Provided text.
= = = =

Edit: I could simplify the code even more by accessing the 3D cooridnates directly, instead of using the inverse projection.


Disclaimer

As I finally understand what's going on, I thought I'd present my own solution and give some explanations. It's based on the dame idea as Rahul Narain's answer, only a bit simpler. The example image I provided in the question was a very poor choice, in that the correct result looks a little different (and doesn't need the parameters a and b, that Rahul introduced).

Anyway, I hope this will maybe help someone who is just as much at loss with (inverse) pole figures as I used to be a couple of weeks ago.

Basic idea

When dealing with cubic structures, every direction can be transformed to an equivalent one, whose stereographic projection lies within the stereographic standard triangle. As an example, the following picture shows the stereographic projection of some specific directions (integer points) onto the plane $z=-1$. The orange dots represent directions of the form $\langle 4,2,5 \rangle$, i.e. directions equivalent to $[4,2,5]$ by symmetry. 24 more such directions are projected to outside of the unit circle and thus are not visible in this plot. The green dot shows the equivalent direction whose projection lies inside the standard triangle.

= = = =

Provided material.
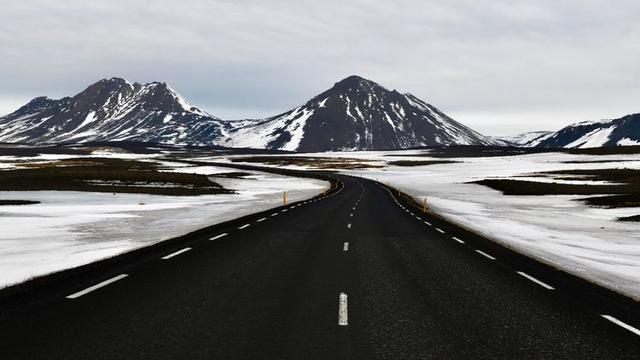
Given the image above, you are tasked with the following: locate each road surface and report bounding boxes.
[0,176,640,360]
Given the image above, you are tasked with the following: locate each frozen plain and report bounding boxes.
[0,157,329,288]
[224,150,640,300]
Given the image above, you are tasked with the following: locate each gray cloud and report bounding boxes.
[0,0,640,134]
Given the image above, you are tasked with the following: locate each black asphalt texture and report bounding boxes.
[0,176,640,360]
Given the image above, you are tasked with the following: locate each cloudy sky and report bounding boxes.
[0,0,640,135]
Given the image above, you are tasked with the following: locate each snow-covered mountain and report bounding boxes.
[531,114,640,148]
[493,131,553,147]
[0,76,499,151]
[0,78,226,145]
[222,76,497,152]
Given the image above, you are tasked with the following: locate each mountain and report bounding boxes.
[493,131,553,147]
[0,76,499,152]
[0,78,226,145]
[531,114,640,148]
[221,76,496,152]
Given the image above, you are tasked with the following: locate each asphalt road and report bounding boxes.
[0,177,640,359]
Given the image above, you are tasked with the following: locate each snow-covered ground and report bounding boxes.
[0,162,329,287]
[226,150,640,299]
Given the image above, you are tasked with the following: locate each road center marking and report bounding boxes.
[516,271,555,290]
[66,274,129,299]
[600,315,640,335]
[209,233,229,240]
[162,247,191,260]
[338,293,349,326]
[476,250,496,260]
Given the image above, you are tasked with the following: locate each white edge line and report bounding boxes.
[338,293,349,326]
[476,250,496,260]
[162,247,191,260]
[600,315,640,336]
[66,274,129,299]
[209,233,229,240]
[516,271,555,290]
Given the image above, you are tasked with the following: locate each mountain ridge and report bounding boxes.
[0,75,496,151]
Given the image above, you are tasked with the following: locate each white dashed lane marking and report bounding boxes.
[209,233,229,240]
[600,315,640,336]
[162,247,191,260]
[338,293,349,326]
[476,250,496,260]
[67,274,129,299]
[516,271,555,290]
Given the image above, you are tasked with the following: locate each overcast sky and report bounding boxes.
[0,0,640,135]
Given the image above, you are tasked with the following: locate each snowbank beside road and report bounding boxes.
[228,150,640,300]
[0,166,329,287]
[344,153,640,299]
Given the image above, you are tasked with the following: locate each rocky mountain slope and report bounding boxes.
[0,78,225,145]
[0,76,499,151]
[222,76,496,152]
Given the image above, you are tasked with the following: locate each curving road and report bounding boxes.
[0,176,640,360]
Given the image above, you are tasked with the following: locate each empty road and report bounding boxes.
[0,176,640,360]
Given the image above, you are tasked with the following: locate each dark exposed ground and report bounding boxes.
[0,158,231,195]
[388,145,640,158]
[475,169,640,221]
[387,160,457,166]
[231,156,381,169]
[0,176,640,360]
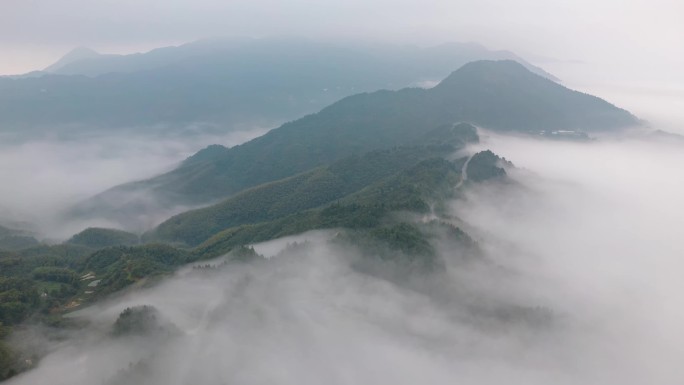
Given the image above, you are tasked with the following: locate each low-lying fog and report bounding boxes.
[0,124,267,237]
[9,130,684,385]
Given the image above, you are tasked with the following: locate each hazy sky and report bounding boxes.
[0,0,684,81]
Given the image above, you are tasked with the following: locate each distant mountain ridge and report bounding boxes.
[68,61,639,228]
[0,39,551,133]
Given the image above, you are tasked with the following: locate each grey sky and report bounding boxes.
[0,0,684,81]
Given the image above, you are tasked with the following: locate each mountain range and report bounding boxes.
[70,61,640,231]
[0,38,553,133]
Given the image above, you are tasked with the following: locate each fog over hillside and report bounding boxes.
[0,0,684,385]
[0,127,267,239]
[9,134,684,384]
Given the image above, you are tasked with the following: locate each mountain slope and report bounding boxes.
[0,39,547,133]
[69,61,638,230]
[144,140,477,246]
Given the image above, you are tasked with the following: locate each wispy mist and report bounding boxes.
[0,128,267,238]
[10,131,684,384]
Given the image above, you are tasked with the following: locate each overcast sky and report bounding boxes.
[0,0,684,85]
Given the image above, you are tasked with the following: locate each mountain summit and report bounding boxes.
[431,60,639,133]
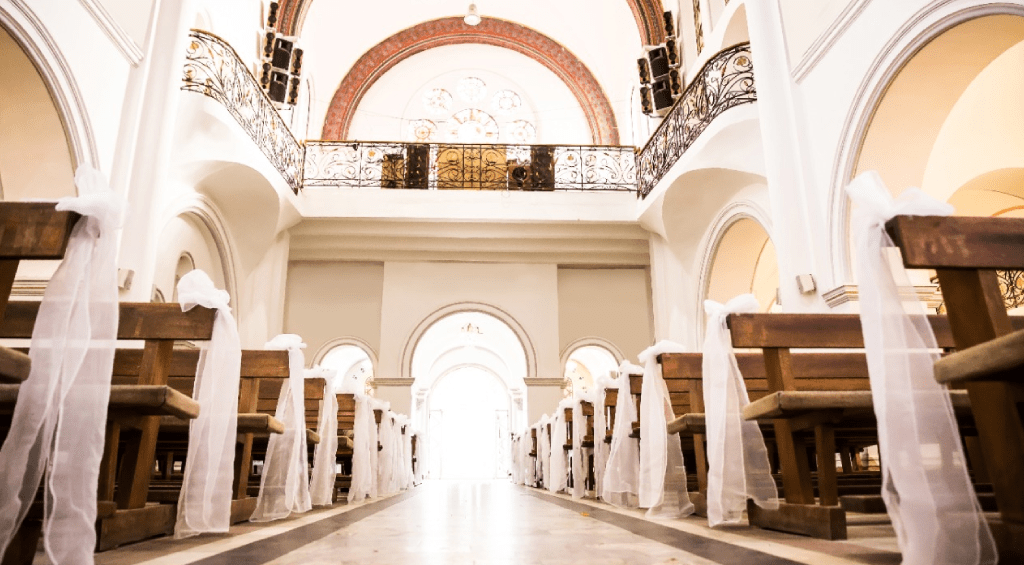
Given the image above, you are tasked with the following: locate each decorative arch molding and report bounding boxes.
[309,336,377,373]
[693,200,774,344]
[321,17,618,145]
[0,0,99,168]
[400,302,537,383]
[825,0,1024,290]
[558,336,626,372]
[160,192,243,321]
[278,0,665,45]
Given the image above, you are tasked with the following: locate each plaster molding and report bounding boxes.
[827,0,1024,281]
[793,0,871,83]
[322,17,618,145]
[79,0,143,67]
[0,0,99,168]
[693,200,778,343]
[310,336,382,368]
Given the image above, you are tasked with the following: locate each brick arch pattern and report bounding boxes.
[278,0,665,45]
[322,17,618,145]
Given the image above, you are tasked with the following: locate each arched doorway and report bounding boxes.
[412,311,526,479]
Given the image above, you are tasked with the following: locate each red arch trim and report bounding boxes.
[322,17,618,145]
[278,0,665,45]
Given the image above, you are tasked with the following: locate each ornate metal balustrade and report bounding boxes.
[304,141,636,191]
[181,30,304,192]
[637,43,758,198]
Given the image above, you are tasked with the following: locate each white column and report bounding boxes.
[745,0,827,312]
[113,0,195,302]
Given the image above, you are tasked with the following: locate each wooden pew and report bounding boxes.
[727,314,995,539]
[886,216,1024,563]
[0,202,80,384]
[114,349,289,524]
[0,302,216,551]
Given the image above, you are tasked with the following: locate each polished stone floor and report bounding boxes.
[46,481,900,565]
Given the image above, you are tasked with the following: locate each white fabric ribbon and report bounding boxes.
[847,171,996,565]
[348,393,377,503]
[639,341,693,518]
[0,165,124,565]
[601,361,643,508]
[306,366,338,507]
[701,294,778,527]
[249,334,312,522]
[174,269,242,539]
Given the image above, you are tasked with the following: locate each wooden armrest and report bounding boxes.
[669,414,707,434]
[108,385,200,420]
[935,331,1024,385]
[0,346,32,383]
[239,414,285,434]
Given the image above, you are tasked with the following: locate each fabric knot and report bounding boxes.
[55,165,125,236]
[178,269,231,312]
[263,334,306,351]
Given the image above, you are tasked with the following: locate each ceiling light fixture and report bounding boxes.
[462,4,480,26]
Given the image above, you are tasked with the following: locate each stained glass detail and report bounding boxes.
[490,89,522,116]
[423,88,453,116]
[456,77,487,102]
[504,120,537,143]
[445,107,498,143]
[406,120,437,143]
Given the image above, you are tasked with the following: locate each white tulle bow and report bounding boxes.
[250,334,312,522]
[174,269,242,538]
[847,171,996,565]
[701,294,778,526]
[639,341,693,518]
[0,165,124,565]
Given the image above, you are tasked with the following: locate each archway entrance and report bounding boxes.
[412,311,526,479]
[429,366,509,479]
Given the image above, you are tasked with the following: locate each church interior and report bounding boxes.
[0,0,1024,565]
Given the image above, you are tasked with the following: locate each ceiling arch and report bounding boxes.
[278,0,665,45]
[322,17,618,145]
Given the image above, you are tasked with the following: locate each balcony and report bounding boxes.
[637,43,758,198]
[181,30,305,193]
[303,141,636,192]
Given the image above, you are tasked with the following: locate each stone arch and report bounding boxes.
[321,17,618,145]
[827,0,1024,285]
[400,302,537,381]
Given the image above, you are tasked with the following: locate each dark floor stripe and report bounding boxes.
[526,488,802,565]
[189,488,421,565]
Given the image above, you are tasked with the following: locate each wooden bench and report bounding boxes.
[114,349,289,524]
[886,216,1024,563]
[0,302,215,551]
[0,202,81,384]
[727,314,1003,539]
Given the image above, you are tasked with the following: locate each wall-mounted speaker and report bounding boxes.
[640,86,654,116]
[650,77,674,112]
[647,45,669,80]
[662,11,676,37]
[665,37,679,69]
[637,57,650,84]
[669,69,683,98]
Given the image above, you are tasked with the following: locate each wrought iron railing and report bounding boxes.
[304,141,636,191]
[637,43,758,198]
[181,30,303,192]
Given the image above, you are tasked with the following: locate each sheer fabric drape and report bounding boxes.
[249,334,312,522]
[701,294,778,527]
[0,165,123,565]
[601,361,643,508]
[174,269,242,539]
[847,171,996,565]
[639,341,693,518]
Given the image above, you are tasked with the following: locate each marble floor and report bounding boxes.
[49,481,900,565]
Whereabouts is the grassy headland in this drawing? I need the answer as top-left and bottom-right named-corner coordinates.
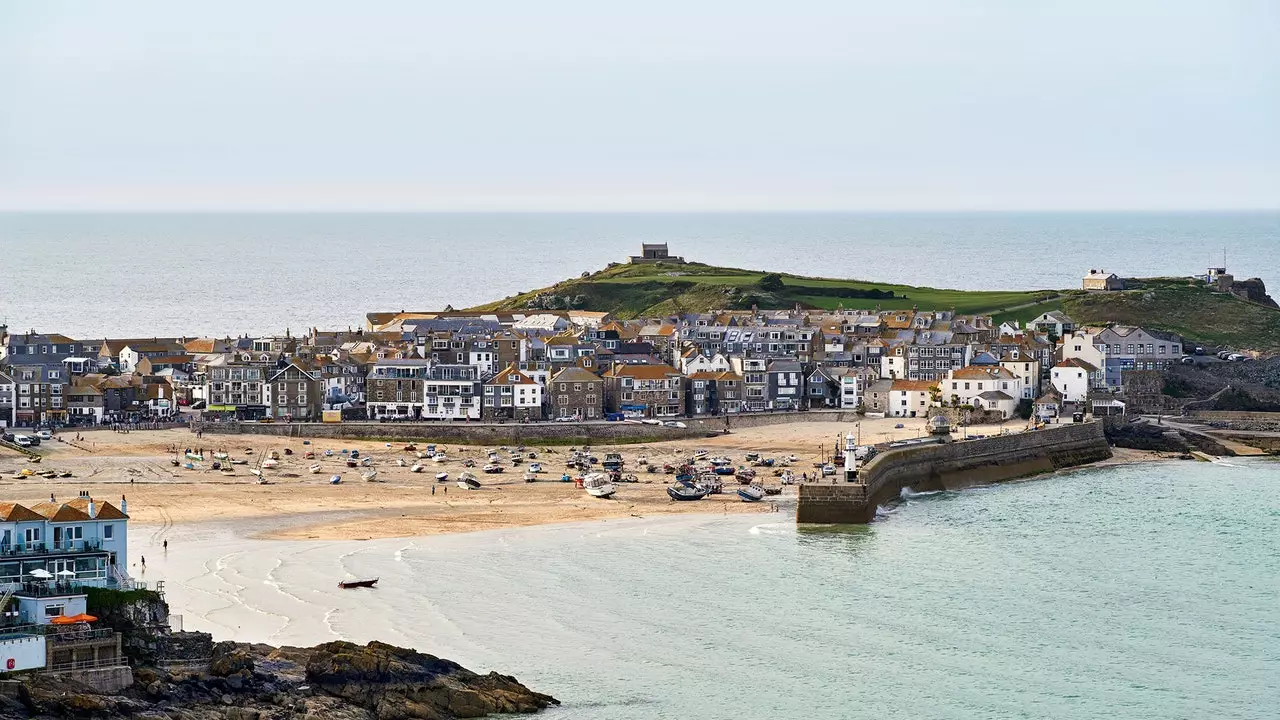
top-left (472, 263), bottom-right (1280, 352)
top-left (475, 263), bottom-right (1061, 318)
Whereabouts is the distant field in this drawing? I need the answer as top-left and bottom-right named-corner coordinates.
top-left (477, 264), bottom-right (1280, 352)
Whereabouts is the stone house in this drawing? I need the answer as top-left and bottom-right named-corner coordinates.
top-left (547, 366), bottom-right (604, 420)
top-left (603, 365), bottom-right (685, 418)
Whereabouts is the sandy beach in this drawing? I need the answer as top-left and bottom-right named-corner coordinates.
top-left (0, 419), bottom-right (1151, 539)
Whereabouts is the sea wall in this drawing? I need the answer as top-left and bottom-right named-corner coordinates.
top-left (796, 423), bottom-right (1111, 524)
top-left (202, 423), bottom-right (708, 445)
top-left (682, 410), bottom-right (863, 433)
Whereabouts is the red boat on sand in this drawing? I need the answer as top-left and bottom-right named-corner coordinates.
top-left (338, 578), bottom-right (378, 591)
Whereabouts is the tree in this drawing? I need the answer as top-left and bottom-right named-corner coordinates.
top-left (756, 273), bottom-right (786, 292)
top-left (1018, 397), bottom-right (1036, 420)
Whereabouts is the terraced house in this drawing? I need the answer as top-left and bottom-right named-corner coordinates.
top-left (547, 366), bottom-right (604, 420)
top-left (604, 365), bottom-right (685, 418)
top-left (365, 359), bottom-right (431, 420)
top-left (265, 361), bottom-right (324, 420)
top-left (480, 364), bottom-right (543, 421)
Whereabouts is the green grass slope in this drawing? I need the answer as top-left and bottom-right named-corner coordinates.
top-left (1062, 278), bottom-right (1280, 352)
top-left (475, 263), bottom-right (1060, 318)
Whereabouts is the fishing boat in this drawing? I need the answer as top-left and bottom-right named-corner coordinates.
top-left (698, 473), bottom-right (724, 495)
top-left (338, 578), bottom-right (378, 591)
top-left (667, 483), bottom-right (710, 500)
top-left (582, 473), bottom-right (618, 497)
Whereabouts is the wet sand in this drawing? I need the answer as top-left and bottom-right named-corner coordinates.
top-left (0, 419), bottom-right (1151, 539)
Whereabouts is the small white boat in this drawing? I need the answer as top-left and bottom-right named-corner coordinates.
top-left (582, 473), bottom-right (618, 497)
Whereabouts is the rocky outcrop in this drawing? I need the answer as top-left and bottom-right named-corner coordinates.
top-left (4, 642), bottom-right (558, 720)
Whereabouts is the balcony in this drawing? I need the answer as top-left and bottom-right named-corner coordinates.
top-left (0, 539), bottom-right (102, 557)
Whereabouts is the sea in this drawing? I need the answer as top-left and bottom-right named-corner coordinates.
top-left (0, 211), bottom-right (1280, 338)
top-left (142, 459), bottom-right (1280, 720)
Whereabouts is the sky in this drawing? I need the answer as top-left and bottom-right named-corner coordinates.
top-left (0, 0), bottom-right (1280, 211)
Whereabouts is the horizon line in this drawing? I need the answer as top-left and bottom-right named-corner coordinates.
top-left (0, 205), bottom-right (1280, 215)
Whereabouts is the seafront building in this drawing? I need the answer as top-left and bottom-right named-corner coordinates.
top-left (0, 258), bottom-right (1184, 428)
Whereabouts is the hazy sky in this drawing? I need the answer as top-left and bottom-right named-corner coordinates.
top-left (0, 0), bottom-right (1280, 210)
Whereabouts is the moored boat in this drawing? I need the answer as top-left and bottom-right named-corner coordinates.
top-left (582, 473), bottom-right (618, 497)
top-left (338, 578), bottom-right (378, 591)
top-left (667, 483), bottom-right (710, 500)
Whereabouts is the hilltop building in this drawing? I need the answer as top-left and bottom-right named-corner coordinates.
top-left (631, 242), bottom-right (685, 265)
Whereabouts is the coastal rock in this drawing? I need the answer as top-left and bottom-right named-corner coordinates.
top-left (306, 642), bottom-right (558, 720)
top-left (0, 642), bottom-right (558, 720)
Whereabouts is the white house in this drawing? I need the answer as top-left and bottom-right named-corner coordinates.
top-left (940, 365), bottom-right (1021, 410)
top-left (1000, 350), bottom-right (1039, 400)
top-left (0, 492), bottom-right (131, 624)
top-left (1050, 357), bottom-right (1098, 402)
top-left (888, 380), bottom-right (934, 418)
top-left (840, 373), bottom-right (861, 410)
top-left (680, 350), bottom-right (733, 375)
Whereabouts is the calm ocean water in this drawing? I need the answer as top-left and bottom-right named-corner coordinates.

= = = =

What you will do. In the text on inverse pole figures, what does the green dot in the picture show?

Solution for this task. The equivalent direction whose stereographic projection lies inside the standard triangle.